### PROBLEMS AND TASKS
(a) In the excerpt on excess credit growth below, what level had the RGF reached for developed economies as at the end of 3Q20?
(b) Translate this sentence from the excerpt on excess credit growth below into Spanish: "In response to the pandemic, however, credit demand has risen while nominal GDP has fallen sharply."
(c) Using the excerpt on excess credit growth below, explain why the RGF rose after the pre-COVID period.
[DOCUMENT EXTRACT]
The concept is simple – one would expect relative high levels of excess credit growth in economies where the level of leverage is relatively low and vice versa. Conversely, red flags are raised when excess credit growth continues in economies that exhibit relatively high levels of leverage or when excess credit growth continues beyond previously observed levels.
The key trends
In the pre-COVID period, the risks associated with excess credit growth had been declining in developed (DM) and emerging (EM) economies (see chart above illustrating rolling RGF trends). In response to the pandemic, however, credit demand has risen while nominal GDP has fallen sharply. As a result, the RGF (as at the end of 3Q20) for all economies, DM and EM have risen to 3%, 2% and 4% respectively. As can be seen, these levels are elevated but remain below those seen in previous cycles during the past 15 years.
Private sector credit snapshots
Importantly, out of the top-ten economies experiencing the highest rates of excess private sector credit, six have private sector debt ratios higher than the threshold levels above which debt is considered a constraint to future growth – Singapore, France, Hong Kong, South Korea, Japan and Canada. In the graph above, and in similar ones below, the orange bar indicates where debt ratios exceed the threshold level.
[/DOCUMENT EXTRACT]
[DATASET EXCERPT]
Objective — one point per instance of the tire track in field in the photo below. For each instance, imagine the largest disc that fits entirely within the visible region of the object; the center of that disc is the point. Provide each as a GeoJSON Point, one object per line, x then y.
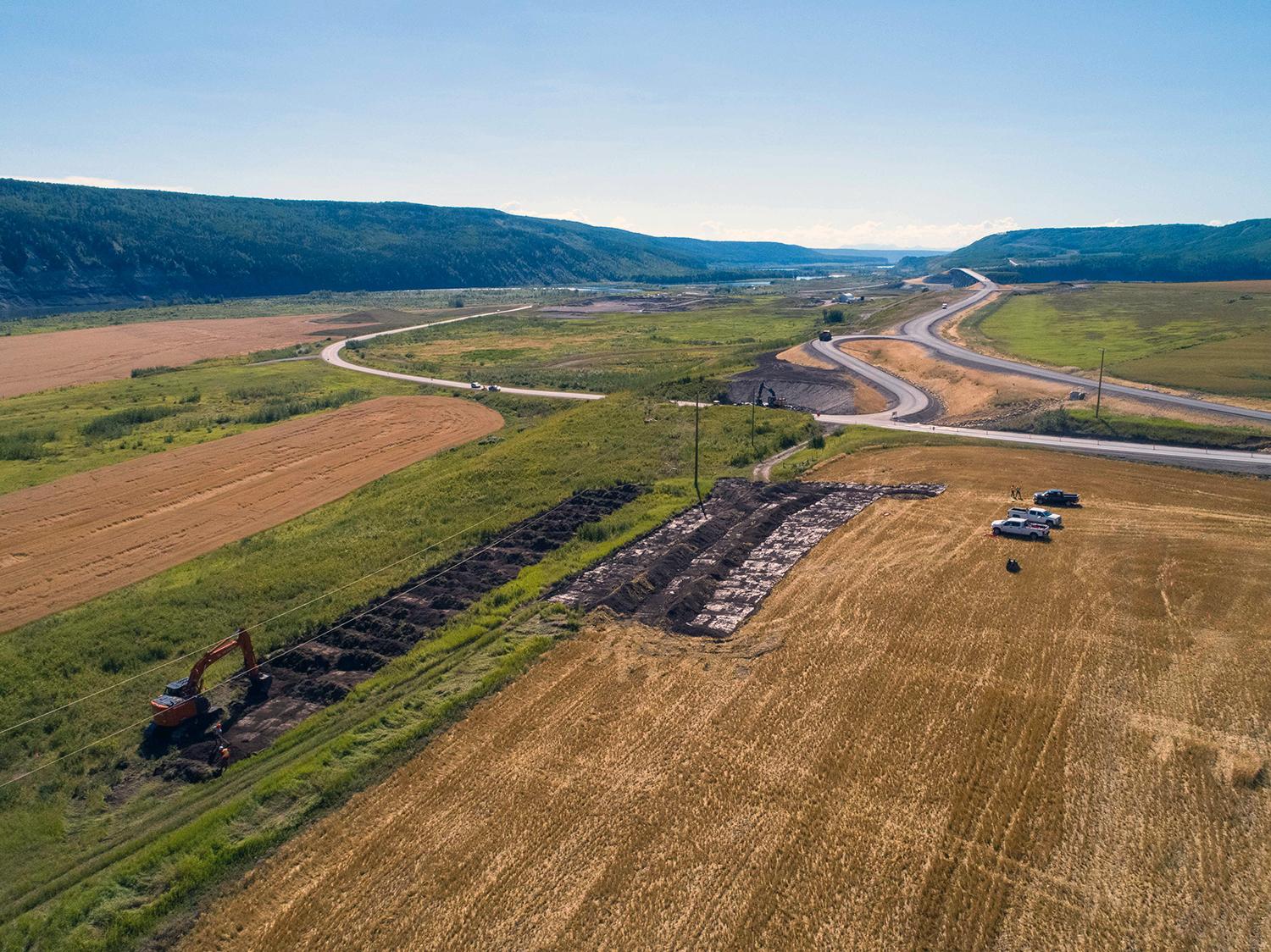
[/DATASET EXCERPT]
### ANSWERS TO THIS EXERCISE
(a) 2%

(b) Sin embargo, en respuesta a la pandemia, la demanda de crédito ha aumentado mientras que el PIB nominal ha caído bruscamente.

(c) In response to the pandemic, credit demand rose while nominal GDP fell sharply. As a result, the RGF as at the end of 3Q20 rose to 3% for all economies, 2% for developed economies and 4% for emerging economies.